* _RECORDS PROVIDED_
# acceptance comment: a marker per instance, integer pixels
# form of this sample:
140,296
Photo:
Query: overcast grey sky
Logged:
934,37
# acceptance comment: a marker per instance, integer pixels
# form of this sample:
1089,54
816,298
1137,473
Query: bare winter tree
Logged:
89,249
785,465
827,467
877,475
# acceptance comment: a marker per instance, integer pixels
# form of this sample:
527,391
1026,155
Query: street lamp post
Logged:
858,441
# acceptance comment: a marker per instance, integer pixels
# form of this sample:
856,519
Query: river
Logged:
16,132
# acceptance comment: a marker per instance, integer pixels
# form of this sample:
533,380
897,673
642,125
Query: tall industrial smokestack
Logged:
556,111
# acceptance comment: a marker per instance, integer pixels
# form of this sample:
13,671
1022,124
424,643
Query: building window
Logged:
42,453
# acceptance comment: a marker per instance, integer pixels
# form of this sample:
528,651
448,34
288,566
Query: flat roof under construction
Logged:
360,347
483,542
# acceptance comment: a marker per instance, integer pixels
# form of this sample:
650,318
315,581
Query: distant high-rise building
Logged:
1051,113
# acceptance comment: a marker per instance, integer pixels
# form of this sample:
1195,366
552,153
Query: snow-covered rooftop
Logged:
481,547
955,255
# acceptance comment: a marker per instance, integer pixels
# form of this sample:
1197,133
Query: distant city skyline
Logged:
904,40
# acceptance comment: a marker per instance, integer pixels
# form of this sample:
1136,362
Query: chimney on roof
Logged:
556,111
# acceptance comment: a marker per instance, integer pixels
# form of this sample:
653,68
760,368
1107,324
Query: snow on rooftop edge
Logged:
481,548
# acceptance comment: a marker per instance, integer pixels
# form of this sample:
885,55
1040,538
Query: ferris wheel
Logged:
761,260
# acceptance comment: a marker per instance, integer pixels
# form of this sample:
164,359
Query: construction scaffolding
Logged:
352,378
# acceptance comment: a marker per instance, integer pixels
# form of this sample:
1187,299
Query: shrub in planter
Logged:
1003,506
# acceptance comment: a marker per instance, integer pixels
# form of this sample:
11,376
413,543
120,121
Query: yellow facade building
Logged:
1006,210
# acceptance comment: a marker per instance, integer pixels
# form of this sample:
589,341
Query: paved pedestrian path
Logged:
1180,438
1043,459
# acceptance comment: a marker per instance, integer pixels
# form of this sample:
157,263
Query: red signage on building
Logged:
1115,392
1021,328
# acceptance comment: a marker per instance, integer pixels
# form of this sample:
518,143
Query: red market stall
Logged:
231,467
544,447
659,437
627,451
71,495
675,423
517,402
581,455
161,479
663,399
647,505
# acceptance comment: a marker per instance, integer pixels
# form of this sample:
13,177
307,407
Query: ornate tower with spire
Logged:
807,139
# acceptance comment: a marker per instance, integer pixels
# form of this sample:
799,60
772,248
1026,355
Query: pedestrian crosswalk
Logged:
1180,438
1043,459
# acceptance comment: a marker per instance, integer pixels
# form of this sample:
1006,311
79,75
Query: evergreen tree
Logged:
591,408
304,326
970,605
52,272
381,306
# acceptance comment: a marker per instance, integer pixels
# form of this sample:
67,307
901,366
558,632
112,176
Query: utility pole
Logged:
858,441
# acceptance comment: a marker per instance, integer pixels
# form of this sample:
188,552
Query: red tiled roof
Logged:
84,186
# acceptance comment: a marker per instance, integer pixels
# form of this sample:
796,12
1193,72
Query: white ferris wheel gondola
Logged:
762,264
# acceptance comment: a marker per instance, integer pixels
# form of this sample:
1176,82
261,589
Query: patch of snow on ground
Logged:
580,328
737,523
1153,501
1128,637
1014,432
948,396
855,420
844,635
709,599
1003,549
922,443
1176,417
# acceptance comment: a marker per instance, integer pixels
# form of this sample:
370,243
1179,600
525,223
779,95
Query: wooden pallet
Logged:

* _WHAT IS EXPECTED_
Counting only lines that hold the word "construction", state how many there are in the data. Write the number alone.

* _ANSWER SECTION_
2